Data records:
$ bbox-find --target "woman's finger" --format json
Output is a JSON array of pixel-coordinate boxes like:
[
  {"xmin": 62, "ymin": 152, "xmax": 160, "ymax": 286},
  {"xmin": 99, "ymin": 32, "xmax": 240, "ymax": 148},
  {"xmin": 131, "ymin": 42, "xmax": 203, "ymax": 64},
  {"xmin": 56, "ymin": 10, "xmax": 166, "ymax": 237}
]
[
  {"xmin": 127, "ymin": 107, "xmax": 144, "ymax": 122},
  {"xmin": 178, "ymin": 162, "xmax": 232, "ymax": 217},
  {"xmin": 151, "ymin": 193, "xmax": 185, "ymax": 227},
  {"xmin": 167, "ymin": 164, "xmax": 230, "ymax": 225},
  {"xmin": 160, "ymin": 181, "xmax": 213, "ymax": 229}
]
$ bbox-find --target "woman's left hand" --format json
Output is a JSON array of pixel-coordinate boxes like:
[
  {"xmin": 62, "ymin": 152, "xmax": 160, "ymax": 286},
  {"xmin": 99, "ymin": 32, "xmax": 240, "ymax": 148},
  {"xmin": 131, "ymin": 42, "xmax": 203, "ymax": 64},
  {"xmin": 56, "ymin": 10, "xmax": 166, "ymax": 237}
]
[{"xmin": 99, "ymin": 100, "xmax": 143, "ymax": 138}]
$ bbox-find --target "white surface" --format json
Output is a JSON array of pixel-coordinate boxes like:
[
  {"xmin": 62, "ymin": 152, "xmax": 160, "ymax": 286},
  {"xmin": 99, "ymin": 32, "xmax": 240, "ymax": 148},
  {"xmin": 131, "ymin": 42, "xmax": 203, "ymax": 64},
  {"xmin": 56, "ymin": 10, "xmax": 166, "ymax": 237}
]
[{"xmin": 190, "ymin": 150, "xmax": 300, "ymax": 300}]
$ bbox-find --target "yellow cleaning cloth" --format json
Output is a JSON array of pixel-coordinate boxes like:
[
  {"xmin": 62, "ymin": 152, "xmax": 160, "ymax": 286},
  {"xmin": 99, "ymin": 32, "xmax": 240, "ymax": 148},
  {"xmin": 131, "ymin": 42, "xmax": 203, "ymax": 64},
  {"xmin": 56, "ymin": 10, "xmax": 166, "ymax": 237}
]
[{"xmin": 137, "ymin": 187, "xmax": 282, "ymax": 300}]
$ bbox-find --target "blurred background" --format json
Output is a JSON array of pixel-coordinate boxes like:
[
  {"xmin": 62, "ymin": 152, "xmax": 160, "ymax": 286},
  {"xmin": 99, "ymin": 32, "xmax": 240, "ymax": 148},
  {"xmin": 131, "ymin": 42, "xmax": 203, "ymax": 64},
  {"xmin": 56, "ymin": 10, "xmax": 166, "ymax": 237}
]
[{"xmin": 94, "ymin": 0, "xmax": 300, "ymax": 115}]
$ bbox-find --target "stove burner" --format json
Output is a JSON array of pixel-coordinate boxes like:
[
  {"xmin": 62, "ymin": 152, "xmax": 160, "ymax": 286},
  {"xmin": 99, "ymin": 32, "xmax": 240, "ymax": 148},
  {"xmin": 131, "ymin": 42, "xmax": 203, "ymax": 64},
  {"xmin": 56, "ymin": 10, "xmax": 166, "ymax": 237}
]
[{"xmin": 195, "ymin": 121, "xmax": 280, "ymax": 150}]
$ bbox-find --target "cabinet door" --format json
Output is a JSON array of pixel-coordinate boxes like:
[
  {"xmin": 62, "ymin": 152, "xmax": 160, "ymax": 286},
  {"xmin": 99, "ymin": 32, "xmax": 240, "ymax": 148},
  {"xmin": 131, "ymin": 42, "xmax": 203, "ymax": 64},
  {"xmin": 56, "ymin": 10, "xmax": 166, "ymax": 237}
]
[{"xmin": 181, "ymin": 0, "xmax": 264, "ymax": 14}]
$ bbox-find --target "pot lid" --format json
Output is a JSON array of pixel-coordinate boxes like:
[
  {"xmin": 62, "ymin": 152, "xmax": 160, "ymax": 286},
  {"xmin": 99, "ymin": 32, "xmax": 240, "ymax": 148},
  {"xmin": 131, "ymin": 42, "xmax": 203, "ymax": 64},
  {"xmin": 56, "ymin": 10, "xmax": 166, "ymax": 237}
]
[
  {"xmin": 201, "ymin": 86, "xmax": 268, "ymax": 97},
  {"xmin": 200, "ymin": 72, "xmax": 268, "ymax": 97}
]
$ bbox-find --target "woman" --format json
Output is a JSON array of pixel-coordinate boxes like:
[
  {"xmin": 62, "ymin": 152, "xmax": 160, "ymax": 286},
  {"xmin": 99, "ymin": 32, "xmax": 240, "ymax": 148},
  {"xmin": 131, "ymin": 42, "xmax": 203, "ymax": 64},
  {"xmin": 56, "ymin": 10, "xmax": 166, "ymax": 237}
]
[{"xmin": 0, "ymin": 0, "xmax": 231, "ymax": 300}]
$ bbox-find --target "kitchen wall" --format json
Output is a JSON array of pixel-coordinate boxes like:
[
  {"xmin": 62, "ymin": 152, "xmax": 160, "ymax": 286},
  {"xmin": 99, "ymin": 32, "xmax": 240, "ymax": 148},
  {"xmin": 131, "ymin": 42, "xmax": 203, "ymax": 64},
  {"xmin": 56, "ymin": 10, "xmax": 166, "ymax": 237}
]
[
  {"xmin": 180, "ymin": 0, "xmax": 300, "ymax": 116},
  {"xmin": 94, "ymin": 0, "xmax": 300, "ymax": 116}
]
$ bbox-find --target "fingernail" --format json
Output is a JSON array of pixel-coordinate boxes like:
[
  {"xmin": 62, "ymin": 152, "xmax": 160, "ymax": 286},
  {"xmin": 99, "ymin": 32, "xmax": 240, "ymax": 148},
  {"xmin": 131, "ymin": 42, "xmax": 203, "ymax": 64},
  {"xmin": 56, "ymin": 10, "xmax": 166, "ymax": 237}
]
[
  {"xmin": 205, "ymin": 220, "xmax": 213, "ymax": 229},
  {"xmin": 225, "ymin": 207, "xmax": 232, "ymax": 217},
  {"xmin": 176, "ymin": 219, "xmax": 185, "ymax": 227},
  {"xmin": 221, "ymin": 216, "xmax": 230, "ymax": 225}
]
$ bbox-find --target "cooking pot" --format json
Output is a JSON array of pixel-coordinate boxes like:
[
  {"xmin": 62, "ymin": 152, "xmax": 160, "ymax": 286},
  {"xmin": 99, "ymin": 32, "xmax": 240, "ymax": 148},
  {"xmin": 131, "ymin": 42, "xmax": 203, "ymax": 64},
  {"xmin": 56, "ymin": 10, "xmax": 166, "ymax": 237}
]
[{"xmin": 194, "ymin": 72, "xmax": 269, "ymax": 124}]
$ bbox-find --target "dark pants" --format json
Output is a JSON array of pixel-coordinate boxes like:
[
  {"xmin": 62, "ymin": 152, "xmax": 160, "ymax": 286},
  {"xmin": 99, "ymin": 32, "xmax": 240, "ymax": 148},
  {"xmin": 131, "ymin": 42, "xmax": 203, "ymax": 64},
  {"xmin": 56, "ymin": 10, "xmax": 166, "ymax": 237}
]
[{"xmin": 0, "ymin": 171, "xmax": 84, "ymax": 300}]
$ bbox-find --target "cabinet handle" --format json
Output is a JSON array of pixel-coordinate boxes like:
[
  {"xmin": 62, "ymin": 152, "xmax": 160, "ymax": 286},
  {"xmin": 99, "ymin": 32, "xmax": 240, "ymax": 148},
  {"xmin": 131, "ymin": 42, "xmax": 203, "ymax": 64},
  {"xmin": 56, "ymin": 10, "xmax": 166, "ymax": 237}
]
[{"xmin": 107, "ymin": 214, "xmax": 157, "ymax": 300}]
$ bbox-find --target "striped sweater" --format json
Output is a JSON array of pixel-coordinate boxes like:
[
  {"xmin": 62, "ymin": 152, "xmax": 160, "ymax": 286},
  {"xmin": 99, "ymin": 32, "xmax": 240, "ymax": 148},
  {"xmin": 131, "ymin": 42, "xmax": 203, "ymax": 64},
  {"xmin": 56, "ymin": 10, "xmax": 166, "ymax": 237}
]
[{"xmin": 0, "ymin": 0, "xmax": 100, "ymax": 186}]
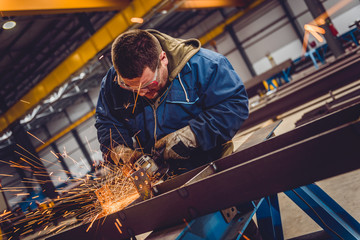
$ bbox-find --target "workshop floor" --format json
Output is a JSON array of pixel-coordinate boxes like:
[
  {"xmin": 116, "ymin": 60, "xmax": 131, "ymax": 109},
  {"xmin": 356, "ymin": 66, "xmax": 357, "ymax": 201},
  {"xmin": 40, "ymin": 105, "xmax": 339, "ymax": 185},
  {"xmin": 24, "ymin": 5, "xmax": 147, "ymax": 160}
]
[{"xmin": 25, "ymin": 57, "xmax": 360, "ymax": 240}]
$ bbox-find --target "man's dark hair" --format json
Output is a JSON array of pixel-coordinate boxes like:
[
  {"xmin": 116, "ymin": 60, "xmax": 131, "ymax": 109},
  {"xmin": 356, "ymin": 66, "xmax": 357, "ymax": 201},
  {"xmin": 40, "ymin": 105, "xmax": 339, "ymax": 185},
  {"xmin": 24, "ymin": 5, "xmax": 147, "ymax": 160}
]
[{"xmin": 111, "ymin": 29, "xmax": 162, "ymax": 79}]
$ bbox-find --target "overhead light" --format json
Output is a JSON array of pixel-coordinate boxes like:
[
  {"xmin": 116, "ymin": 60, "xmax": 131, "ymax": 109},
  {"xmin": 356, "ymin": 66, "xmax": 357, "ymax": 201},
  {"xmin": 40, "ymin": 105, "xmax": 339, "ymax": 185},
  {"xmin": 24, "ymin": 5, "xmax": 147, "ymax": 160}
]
[
  {"xmin": 3, "ymin": 20, "xmax": 16, "ymax": 29},
  {"xmin": 130, "ymin": 18, "xmax": 144, "ymax": 23}
]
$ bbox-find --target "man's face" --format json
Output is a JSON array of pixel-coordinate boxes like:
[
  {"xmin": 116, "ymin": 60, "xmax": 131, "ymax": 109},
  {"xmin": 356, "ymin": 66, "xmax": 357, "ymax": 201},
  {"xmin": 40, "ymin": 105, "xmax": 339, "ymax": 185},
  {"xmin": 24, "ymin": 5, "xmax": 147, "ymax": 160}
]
[{"xmin": 120, "ymin": 52, "xmax": 168, "ymax": 99}]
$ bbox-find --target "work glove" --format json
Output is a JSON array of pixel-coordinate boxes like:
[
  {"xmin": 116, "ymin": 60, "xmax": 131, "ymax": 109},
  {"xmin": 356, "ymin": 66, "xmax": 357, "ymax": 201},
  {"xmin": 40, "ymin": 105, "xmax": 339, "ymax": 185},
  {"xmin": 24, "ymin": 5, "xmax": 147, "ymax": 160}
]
[
  {"xmin": 110, "ymin": 144, "xmax": 143, "ymax": 166},
  {"xmin": 155, "ymin": 125, "xmax": 198, "ymax": 160}
]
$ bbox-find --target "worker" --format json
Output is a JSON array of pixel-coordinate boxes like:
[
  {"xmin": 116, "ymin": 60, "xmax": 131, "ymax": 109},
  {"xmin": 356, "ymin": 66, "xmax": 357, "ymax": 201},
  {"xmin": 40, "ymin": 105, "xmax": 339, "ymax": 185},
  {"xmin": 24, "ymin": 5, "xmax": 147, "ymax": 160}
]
[
  {"xmin": 95, "ymin": 29, "xmax": 261, "ymax": 239},
  {"xmin": 95, "ymin": 29, "xmax": 248, "ymax": 173}
]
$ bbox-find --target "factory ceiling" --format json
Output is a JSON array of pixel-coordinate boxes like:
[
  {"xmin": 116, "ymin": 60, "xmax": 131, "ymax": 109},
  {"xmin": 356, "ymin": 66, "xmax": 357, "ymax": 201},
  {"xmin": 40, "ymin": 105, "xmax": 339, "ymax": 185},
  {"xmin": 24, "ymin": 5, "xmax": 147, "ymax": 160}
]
[{"xmin": 0, "ymin": 0, "xmax": 257, "ymax": 145}]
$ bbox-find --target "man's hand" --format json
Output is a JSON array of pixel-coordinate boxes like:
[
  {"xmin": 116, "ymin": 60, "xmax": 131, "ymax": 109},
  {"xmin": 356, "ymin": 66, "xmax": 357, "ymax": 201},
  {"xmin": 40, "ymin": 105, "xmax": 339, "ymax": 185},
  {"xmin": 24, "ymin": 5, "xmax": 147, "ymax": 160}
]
[
  {"xmin": 155, "ymin": 126, "xmax": 198, "ymax": 160},
  {"xmin": 110, "ymin": 145, "xmax": 142, "ymax": 165}
]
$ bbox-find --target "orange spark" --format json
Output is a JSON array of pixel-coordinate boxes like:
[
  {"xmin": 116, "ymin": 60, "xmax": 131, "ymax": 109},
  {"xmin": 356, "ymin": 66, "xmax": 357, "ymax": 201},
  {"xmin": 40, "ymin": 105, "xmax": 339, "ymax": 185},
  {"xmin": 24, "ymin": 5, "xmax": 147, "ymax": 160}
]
[
  {"xmin": 20, "ymin": 99, "xmax": 30, "ymax": 104},
  {"xmin": 26, "ymin": 131, "xmax": 45, "ymax": 144},
  {"xmin": 0, "ymin": 173, "xmax": 14, "ymax": 177},
  {"xmin": 50, "ymin": 150, "xmax": 59, "ymax": 159}
]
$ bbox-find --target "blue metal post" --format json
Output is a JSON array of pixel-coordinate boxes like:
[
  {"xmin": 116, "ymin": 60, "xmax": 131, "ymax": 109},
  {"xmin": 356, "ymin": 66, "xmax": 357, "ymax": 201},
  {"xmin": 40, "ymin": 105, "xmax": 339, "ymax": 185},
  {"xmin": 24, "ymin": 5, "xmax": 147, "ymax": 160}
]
[{"xmin": 256, "ymin": 195, "xmax": 284, "ymax": 240}]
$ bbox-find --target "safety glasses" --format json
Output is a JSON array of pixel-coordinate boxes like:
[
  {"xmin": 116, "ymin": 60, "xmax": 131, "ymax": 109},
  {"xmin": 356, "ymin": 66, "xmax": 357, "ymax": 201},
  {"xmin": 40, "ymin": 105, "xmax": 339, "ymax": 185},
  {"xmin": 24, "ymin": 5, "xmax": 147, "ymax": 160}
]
[{"xmin": 115, "ymin": 61, "xmax": 160, "ymax": 91}]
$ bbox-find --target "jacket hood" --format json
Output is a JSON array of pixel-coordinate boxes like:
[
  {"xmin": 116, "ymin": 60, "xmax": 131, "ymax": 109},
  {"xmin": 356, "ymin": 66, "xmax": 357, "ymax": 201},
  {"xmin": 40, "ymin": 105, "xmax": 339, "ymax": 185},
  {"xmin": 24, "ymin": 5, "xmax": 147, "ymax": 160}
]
[{"xmin": 147, "ymin": 29, "xmax": 201, "ymax": 81}]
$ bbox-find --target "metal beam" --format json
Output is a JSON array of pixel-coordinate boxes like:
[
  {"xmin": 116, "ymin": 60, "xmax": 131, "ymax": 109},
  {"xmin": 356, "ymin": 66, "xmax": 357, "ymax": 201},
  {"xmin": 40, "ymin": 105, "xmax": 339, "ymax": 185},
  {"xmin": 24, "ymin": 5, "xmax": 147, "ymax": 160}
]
[
  {"xmin": 0, "ymin": 0, "xmax": 162, "ymax": 132},
  {"xmin": 305, "ymin": 0, "xmax": 345, "ymax": 58},
  {"xmin": 169, "ymin": 0, "xmax": 249, "ymax": 10},
  {"xmin": 225, "ymin": 24, "xmax": 256, "ymax": 77},
  {"xmin": 199, "ymin": 0, "xmax": 265, "ymax": 45},
  {"xmin": 49, "ymin": 103, "xmax": 360, "ymax": 240},
  {"xmin": 242, "ymin": 49, "xmax": 360, "ymax": 130},
  {"xmin": 0, "ymin": 0, "xmax": 130, "ymax": 16}
]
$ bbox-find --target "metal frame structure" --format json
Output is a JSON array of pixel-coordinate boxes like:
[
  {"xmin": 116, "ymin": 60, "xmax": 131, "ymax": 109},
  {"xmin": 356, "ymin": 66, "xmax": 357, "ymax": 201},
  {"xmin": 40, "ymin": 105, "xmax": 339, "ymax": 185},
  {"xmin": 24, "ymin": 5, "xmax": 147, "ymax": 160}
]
[{"xmin": 49, "ymin": 103, "xmax": 360, "ymax": 239}]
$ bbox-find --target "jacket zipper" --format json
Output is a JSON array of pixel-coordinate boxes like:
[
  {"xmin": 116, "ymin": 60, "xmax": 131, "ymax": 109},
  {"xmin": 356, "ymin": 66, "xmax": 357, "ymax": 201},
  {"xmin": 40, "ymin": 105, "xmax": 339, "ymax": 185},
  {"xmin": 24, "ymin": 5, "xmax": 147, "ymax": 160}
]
[{"xmin": 150, "ymin": 101, "xmax": 157, "ymax": 142}]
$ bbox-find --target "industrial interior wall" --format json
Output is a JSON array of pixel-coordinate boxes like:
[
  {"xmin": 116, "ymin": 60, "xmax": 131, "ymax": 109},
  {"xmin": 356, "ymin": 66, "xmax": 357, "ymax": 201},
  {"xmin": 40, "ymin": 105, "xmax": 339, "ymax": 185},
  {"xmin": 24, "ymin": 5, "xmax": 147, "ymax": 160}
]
[
  {"xmin": 26, "ymin": 0, "xmax": 360, "ymax": 192},
  {"xmin": 184, "ymin": 0, "xmax": 360, "ymax": 82}
]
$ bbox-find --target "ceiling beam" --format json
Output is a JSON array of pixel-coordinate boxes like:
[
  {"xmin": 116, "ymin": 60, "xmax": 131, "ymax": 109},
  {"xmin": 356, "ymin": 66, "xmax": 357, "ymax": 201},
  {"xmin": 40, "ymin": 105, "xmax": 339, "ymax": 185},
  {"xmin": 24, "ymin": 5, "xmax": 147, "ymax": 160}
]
[
  {"xmin": 162, "ymin": 0, "xmax": 253, "ymax": 10},
  {"xmin": 0, "ymin": 0, "xmax": 130, "ymax": 17}
]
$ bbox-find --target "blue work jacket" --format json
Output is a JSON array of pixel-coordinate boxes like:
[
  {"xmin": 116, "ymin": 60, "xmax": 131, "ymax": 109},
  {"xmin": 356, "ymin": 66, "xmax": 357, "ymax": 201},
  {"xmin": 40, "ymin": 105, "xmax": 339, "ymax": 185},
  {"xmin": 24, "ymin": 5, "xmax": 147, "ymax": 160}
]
[{"xmin": 95, "ymin": 48, "xmax": 248, "ymax": 163}]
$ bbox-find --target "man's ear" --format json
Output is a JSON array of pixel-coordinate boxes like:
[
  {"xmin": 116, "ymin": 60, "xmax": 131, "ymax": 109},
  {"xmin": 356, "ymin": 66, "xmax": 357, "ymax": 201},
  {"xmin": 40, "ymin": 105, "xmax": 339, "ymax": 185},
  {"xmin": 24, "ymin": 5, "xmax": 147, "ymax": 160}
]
[{"xmin": 160, "ymin": 51, "xmax": 169, "ymax": 66}]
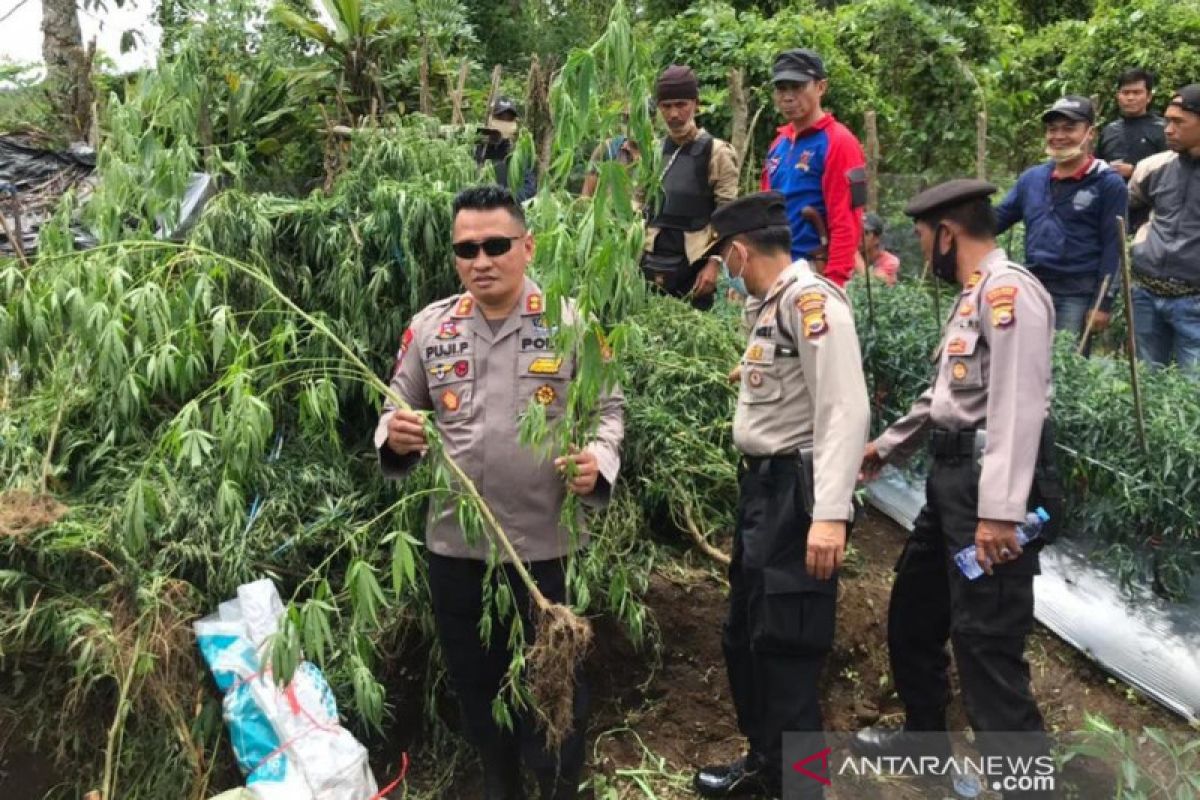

• _Goal_
State how many lines of the listing above contain the string "blue", matching case exactly. Give only the number.

• _Task answer_
2